Print every line of the material below without changing a word, and omit the pictures from your reply.

━━ Material for this exercise ━━

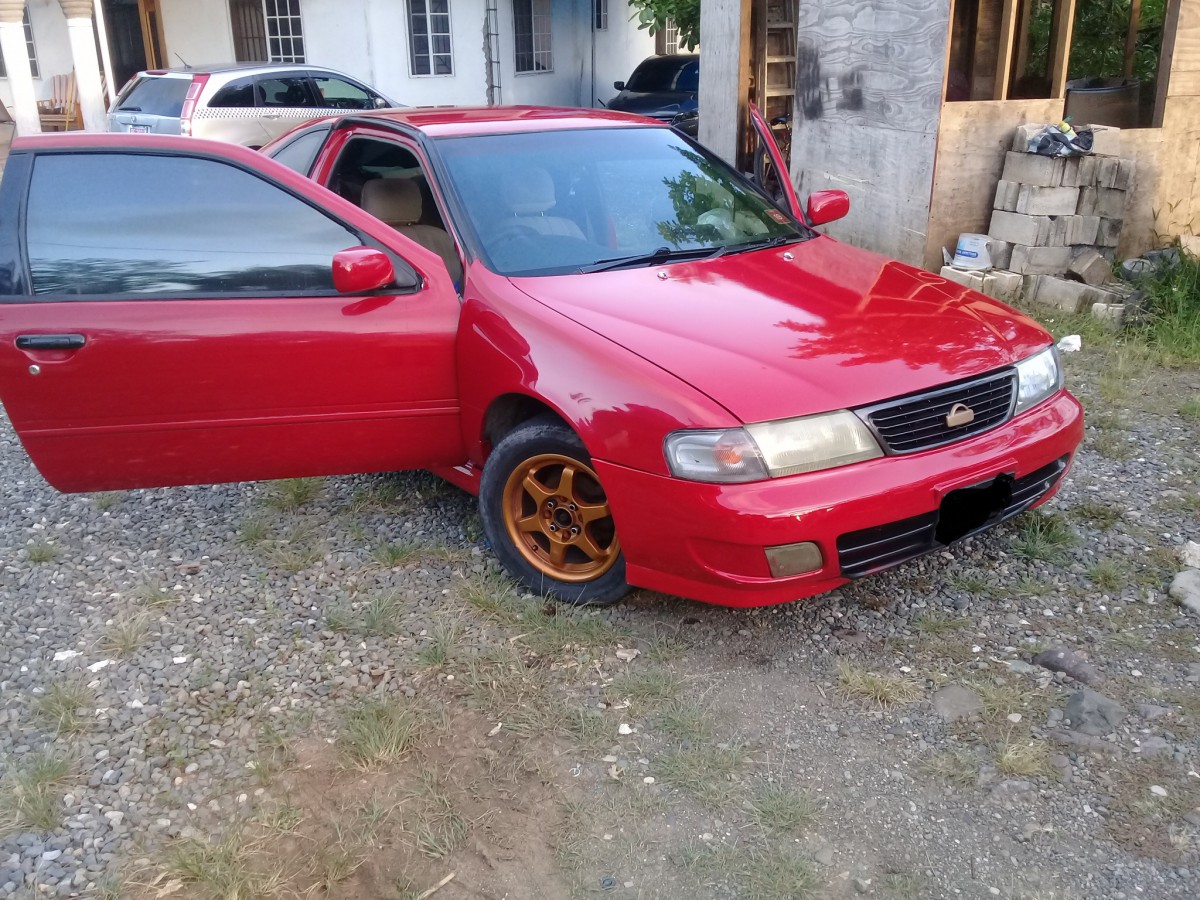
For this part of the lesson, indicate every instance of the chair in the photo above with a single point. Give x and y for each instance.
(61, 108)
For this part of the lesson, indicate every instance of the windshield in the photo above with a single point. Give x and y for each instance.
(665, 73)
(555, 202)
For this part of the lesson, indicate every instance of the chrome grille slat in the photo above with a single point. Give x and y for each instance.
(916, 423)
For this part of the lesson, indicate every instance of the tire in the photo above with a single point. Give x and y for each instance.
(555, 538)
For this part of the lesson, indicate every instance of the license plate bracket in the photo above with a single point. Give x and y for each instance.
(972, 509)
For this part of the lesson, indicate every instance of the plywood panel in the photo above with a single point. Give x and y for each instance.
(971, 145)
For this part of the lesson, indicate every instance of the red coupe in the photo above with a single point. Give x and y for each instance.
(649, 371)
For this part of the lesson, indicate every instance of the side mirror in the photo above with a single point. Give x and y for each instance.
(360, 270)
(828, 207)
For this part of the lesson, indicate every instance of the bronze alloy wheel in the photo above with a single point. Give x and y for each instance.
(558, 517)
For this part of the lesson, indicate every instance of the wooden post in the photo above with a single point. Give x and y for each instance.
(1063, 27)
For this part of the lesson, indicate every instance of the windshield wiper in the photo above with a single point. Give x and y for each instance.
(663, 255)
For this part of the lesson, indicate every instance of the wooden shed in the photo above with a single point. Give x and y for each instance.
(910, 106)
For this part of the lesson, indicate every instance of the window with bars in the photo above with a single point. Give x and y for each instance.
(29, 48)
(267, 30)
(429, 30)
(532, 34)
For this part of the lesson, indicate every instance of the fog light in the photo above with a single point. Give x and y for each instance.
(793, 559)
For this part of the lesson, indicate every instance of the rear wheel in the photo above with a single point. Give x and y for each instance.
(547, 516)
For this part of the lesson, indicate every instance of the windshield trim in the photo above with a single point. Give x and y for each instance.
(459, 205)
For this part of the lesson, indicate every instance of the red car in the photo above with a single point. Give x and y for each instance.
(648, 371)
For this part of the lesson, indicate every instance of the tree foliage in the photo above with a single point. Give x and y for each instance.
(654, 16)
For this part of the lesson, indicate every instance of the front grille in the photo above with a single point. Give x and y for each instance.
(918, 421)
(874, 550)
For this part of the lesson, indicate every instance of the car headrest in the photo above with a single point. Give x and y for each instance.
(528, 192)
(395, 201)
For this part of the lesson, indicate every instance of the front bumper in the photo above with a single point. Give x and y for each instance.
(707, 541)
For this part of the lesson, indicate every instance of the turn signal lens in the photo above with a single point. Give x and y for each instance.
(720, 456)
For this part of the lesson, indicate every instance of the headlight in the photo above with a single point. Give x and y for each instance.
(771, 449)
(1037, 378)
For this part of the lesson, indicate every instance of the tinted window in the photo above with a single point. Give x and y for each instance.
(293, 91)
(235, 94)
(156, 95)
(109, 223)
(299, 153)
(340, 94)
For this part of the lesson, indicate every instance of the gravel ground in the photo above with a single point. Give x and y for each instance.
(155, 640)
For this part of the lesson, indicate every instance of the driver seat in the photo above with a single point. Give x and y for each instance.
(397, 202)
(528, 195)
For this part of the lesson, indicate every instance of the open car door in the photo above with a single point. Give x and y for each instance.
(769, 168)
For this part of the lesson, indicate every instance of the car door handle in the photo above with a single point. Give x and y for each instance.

━━━

Response:
For this part of the lesson, indicate every instance of the chair in the photo above with a single point. Give x and y for each instance.
(61, 108)
For this part of the lesson, indicate every instance of the windshield in the photo above with a single point. Give x and y for each instance.
(665, 73)
(555, 202)
For this part of the lesson, indicate every instance of the chrome grille slat in the photo above with a single point. Give x and y for each instance.
(916, 423)
For this part of the lesson, indicate every instance of the tire in the photo above with a single point. Give x and y for each instance.
(555, 538)
For this part of the lesson, indicate every instance of the license plate bracket in the photo above with a single point. Give x and y for each instance.
(972, 509)
For this part of the lesson, indicate every instance of the plywood panel in the photo above with a single point. Give x and y for each instance.
(971, 145)
For this part of the lesson, indicate every instance of the red coupe in the photo above with a single point. Give x and y for each instance.
(649, 371)
For this part of the lesson, indicate every instance of the side mirror in the photo above with a single point. Give x and y for each instance.
(360, 270)
(828, 207)
For this part of the lesson, indicate every instance of the bronze alloy wheel in the photo above with a single point. Give x and y for each instance.
(558, 517)
For this part of the lesson, indicate every instance of the wooden post in the photo above with a single point. Give x and y for each instance.
(1063, 27)
For this part of the lesson, indicate every instance of the windshield wiper in the photo above with a single point. Give x and y for each instance.
(663, 255)
For this part of the lesson, indicate every instance of the wooden shed in the photo above with a single point. Give x and y for each instance.
(910, 106)
For this part of the lesson, indicate every instance of the window with bars in the photo above with a single point. Give x and y for each instance.
(29, 48)
(267, 30)
(429, 30)
(532, 34)
For this part of the lesson, indicate every instance of the fog light in the photo above with a single point. Give x and y for each instance.
(793, 559)
For this part of the lesson, indicate every instance of the rear wheel in the photo above with a single point. Give x and y for each instance.
(547, 516)
For this part of the lesson, indicate every instance of the windshield trim in the photo above with a single point. Give x and y for each instance.
(459, 205)
For this part of the lesson, indicate every instance of the red car in the photo above with a single point. Give x and y for each instance.
(648, 371)
For this part of the lesson, indicate every instance of the tree foliage in the photo above with a single point. Give x and y for each instance.
(654, 16)
For this part of the lesson, indicate every instance of the front grille in the photo above with a single point. Give x and y for each instance.
(918, 421)
(874, 550)
For this part of the lesson, indicate every instance of the car headrest in the photo above with a single point. Give x and y for each instance.
(528, 192)
(395, 201)
For this part of the lesson, indicate every instance of the front bumper in the photo above with a single point. Give x and y for each instance.
(707, 541)
For this part of the lesson, indicate every instance of the turn signal lens in the photo above with a single point. Give x and y for each instance.
(720, 456)
For this part of the lesson, indicate every instance of the headlight in the photo above with a single point. Give x and y for each instance.
(771, 449)
(1037, 378)
For this part of the lesson, indicate every instance of the tinted window in the photo above with a single point. Give x and y for each instance.
(293, 91)
(235, 94)
(156, 95)
(109, 223)
(299, 153)
(340, 94)
For this part of the lesson, indicate every instance of the gravel ground in the photo above with a single point. Give x and y for each instance.
(155, 640)
For this part of the lesson, indicate every instance of the driver seat in the photo above with a single point. Give x and y for each instance.
(397, 202)
(528, 195)
For this part of the lesson, indicate every instance of the open car door in the photo above with a single point. Give x and y for each instance.
(769, 168)
For this part of the lesson, indicate every instance of the car door handle in the photo above with a single point. Give x and y for each instance.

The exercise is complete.